Directive 1:
Please pull out every line of the entries below that contains the word "wall", copying each such line in full.

Reversed and remanded by published opinion. Judge MOTZ wrote the opinion, in which Senior Judge HAMILTON and Judge JACKSON joined.
OPINION
After arresting Raul Mesa Oscar-Torres without a warrant as part of a nationwide initiative to apprehend illegal alien gang members, law enforcement officers fingerprinted him and thus obtained his criminal and immigration records. The Government then charged him with one count of illegally reentering the United States following commission of a felony and deportation, in violation of 8 U.S.C.A. § 1326(a) and (b)(1) (West 2005 & Supp.2007). Prior to trial, Oscar-Torres moved to suppress the fingerprint evidence and the records obtained through it as the “fruit” of his illegal arrest. The district court denied the motion, reasoning that this evidence constituted “identity” evidence and therefore could never be suppressed. Oscar-Torres conditionally pled guilty, reserving the right to appeal denial of his suppression motion. We reverse and remand for further proceedings.
I.
In July 2005, the Bureau of Immigration and Customs Enforcement (ICE) conducted a two-week, nationwide enforcement action as part of Operation Community Shield, an initiative targeting street gang members illegally present in the United States. Oscar-Torres’s arrest occurred during the Operation Community Shield enforcement action in Raleigh, North Carolina.
On July 22, 2005, ICE agents and Raleigh police officers went to the Fox Ridge Manor apartment complex in Raleigh, the last known address of a number of suspected gang members. Several teams of officers went to individual apartments seeking to arrest specific gang members. One team stationed itself at the only entrance to the complex and stopped all vehicles entering and leaving in order to question the occupants.
The officers stationed at the entrance stopped and questioned Oscar-Torres, among others. In response to their questions, he admitted to being an illegal alien and, at their request, lifted his shirt to display a tattoo that they believed signified gang membership. Without a warrant, the officers then arrested Oscar-Torres and transported him to ICE headquarters, where they fingerprinted, photographed, and interrogated him, failing to advise him of his Miranda rights until seven hours after his arrest. His statements during the interrogation and his fingerprints, obtained prior to any advisement of rights, led to the discovery of Oscar-Torres’s criminal record and prior deportation.

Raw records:
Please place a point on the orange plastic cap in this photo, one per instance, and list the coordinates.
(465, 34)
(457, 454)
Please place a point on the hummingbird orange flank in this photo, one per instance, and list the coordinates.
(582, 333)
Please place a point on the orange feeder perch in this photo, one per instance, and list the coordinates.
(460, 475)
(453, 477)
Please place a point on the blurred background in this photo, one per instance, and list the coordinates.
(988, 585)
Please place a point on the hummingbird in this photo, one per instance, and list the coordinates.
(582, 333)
---
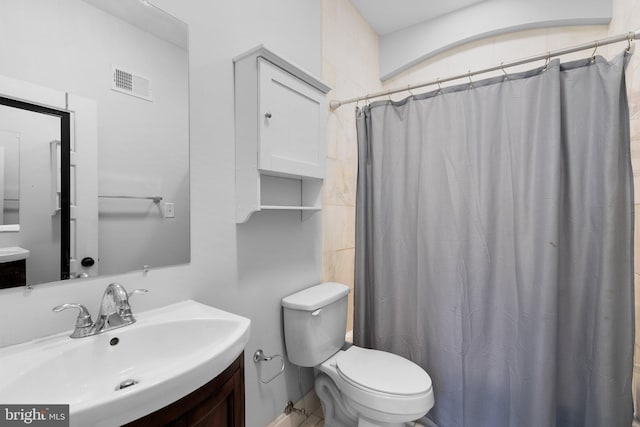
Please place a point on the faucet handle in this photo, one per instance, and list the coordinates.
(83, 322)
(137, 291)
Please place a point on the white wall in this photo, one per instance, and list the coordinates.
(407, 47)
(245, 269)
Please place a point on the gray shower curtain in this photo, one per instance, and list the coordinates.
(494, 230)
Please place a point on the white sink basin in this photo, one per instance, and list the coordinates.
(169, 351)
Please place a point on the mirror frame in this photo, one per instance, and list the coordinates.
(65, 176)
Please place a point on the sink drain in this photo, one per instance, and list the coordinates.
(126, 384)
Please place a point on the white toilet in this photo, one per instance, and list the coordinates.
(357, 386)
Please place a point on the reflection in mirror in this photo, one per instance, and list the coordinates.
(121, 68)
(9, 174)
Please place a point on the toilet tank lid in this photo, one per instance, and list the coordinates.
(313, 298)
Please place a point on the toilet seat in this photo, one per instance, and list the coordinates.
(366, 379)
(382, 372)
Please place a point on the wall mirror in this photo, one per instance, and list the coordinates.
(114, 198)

Directive 2:
Extract the passage of the court opinion above word for word, starting with "In July 2005, the" and going on through "question the occupants.".

Response 1:
Please place a point on the white wall in this photo, one per instance, and list the coordinates.
Please place a point on the wall mirror in this photo, one per instance, and list the coordinates.

Response 2:
In July 2005, the Bureau of Immigration and Customs Enforcement (ICE) conducted a two-week, nationwide enforcement action as part of Operation Community Shield, an initiative targeting street gang members illegally present in the United States. Oscar-Torres’s arrest occurred during the Operation Community Shield enforcement action in Raleigh, North Carolina.
On July 22, 2005, ICE agents and Raleigh police officers went to the Fox Ridge Manor apartment complex in Raleigh, the last known address of a number of suspected gang members. Several teams of officers went to individual apartments seeking to arrest specific gang members. One team stationed itself at the only entrance to the complex and stopped all vehicles entering and leaving in order to question the occupants.